# OBJECTIVE 1:
In the passage about Diwali preparations, who are the two new supervisors of the special needs workshop?

# SELECTED PASSAGE:
================================

It is Diwali time. At Project’s Why special section the last weeks have been buzzing with activity. Everyone is busy making Diwali ware for the various Diwali sales they will be participating in. On the menu: Diwali diyas (earthen lamps), candles, shagun envelopes (envelopes in which gift money is given), torans (door and wall hangings), bangles and earrings and much more. Making hand-painted diyas has been something we have been doing for almost two decades but as the years passed we honed our skills and for some years now have been participating in Diwali sales.

Come September and the staff goes on a big shopping spree to old Delhi to get all the material needed and then it is production time. This year the special needs souls have their own workshop thanks to the generosity of a dear friend and two brand new supervisors: Geetu and Shalini are now gainfully employed and lead the team under the gentle supervision of their teachers. Geetu and Shalini are our oldest students who have graduated to being supervisors and taking home their own salary. A very proud moment for them. Their dedication to work is laudable and we feel very blessed at seeing them in their new roles.

================================

# INFORMATION GIVEN:
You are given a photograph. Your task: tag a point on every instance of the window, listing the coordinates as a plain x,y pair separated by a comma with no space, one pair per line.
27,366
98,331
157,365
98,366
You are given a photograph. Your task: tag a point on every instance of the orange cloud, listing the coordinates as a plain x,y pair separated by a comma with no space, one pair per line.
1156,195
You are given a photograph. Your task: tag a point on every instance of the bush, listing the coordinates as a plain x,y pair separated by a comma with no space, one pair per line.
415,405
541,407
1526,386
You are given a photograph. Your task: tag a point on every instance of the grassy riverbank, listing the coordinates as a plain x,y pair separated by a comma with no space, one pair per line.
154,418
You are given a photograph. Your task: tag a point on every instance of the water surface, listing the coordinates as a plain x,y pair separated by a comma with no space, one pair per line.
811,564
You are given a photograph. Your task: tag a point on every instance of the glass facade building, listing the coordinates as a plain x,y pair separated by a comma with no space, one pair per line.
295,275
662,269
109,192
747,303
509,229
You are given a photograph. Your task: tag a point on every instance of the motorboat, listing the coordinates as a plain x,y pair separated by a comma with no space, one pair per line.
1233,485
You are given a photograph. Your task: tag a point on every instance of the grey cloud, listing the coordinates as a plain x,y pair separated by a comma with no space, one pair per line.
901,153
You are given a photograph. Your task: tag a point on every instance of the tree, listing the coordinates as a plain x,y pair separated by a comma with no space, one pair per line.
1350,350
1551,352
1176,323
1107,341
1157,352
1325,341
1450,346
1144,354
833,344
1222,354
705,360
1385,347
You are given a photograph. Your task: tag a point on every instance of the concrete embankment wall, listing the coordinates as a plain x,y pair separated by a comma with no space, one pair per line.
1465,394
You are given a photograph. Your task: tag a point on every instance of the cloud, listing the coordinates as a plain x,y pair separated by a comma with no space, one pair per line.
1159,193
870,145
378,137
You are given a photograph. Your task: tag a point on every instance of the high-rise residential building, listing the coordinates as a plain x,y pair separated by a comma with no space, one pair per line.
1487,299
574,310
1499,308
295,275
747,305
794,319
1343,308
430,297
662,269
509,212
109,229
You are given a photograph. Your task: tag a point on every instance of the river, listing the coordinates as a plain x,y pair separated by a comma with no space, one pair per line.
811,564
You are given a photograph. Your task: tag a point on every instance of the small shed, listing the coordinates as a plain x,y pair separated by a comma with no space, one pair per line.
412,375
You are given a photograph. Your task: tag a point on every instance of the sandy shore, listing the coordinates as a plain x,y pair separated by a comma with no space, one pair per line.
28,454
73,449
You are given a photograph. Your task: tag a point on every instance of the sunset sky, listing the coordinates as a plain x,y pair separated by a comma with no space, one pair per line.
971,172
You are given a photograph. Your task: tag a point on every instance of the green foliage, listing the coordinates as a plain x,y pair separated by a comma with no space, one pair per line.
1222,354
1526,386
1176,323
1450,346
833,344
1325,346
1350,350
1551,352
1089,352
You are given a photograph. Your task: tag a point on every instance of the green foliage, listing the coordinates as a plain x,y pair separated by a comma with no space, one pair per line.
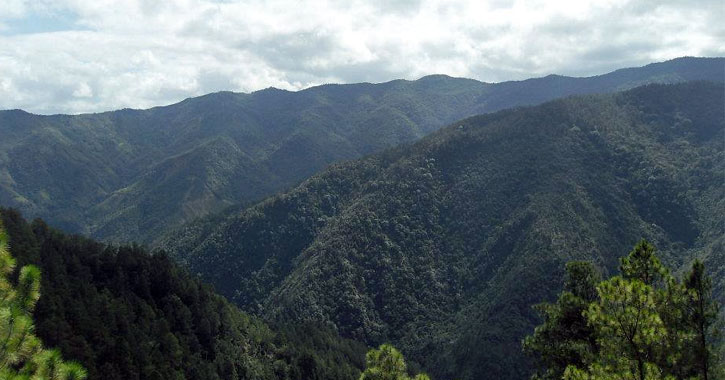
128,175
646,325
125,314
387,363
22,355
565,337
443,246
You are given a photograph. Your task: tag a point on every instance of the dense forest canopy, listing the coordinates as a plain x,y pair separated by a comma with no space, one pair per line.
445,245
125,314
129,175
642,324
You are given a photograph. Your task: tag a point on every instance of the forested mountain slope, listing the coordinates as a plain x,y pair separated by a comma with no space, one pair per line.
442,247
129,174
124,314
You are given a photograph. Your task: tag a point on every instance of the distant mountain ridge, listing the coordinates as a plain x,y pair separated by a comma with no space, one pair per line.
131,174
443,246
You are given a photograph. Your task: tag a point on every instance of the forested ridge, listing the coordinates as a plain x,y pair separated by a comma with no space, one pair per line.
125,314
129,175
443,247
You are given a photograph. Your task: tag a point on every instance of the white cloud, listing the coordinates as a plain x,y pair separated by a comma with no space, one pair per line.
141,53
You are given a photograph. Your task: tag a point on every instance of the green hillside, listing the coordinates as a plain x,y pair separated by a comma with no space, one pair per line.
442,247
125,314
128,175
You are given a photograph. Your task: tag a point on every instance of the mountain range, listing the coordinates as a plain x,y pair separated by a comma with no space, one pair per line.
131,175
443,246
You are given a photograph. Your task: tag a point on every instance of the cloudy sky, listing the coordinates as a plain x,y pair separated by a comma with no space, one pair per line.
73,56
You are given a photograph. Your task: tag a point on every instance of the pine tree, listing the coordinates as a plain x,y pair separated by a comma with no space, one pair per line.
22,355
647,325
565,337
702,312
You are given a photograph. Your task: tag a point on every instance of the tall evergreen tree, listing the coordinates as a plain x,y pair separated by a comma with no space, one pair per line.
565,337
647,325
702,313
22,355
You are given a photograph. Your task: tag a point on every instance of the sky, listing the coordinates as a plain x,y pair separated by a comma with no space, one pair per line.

================================

# OBJECTIVE 2:
Count the lines of the entries above that contain the string "building", treating uppercase and lowercase as distinct, and give only that number.

# SOLUTION 1:
Geetu and Shalini.

# SOLUTION 2:
2